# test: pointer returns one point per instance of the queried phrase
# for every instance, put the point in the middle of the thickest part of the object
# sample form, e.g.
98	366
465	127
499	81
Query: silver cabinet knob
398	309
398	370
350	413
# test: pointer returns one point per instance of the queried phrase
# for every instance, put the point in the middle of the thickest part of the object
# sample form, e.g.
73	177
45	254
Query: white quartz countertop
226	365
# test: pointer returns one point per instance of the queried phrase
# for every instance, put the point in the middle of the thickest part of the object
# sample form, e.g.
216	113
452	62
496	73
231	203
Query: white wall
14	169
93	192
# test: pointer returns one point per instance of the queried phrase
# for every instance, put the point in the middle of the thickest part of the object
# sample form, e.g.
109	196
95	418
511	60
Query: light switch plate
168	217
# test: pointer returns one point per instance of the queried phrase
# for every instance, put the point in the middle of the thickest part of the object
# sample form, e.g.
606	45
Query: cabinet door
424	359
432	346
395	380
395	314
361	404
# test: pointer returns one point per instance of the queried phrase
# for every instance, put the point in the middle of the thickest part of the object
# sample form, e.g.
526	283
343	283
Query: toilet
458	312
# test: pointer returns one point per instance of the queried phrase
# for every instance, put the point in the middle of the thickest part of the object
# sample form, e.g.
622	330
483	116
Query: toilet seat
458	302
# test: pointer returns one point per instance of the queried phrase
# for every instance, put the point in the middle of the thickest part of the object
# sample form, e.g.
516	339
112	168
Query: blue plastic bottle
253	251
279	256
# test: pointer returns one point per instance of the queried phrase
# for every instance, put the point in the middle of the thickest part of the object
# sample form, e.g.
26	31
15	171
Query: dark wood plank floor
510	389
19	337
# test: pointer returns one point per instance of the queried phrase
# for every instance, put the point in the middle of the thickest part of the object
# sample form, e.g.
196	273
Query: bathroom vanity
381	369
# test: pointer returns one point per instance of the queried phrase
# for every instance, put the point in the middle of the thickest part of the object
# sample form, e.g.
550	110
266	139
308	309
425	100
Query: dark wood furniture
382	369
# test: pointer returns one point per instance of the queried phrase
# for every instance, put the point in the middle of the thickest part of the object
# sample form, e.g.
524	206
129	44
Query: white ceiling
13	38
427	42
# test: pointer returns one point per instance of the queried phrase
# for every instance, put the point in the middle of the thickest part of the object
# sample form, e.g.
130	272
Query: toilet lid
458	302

◆ ◆ ◆ ◆

Aim:
Return each line of the items above that contains the word "dark".

Answer for the task:
Query: dark wood plank floor
Query: dark wood furniture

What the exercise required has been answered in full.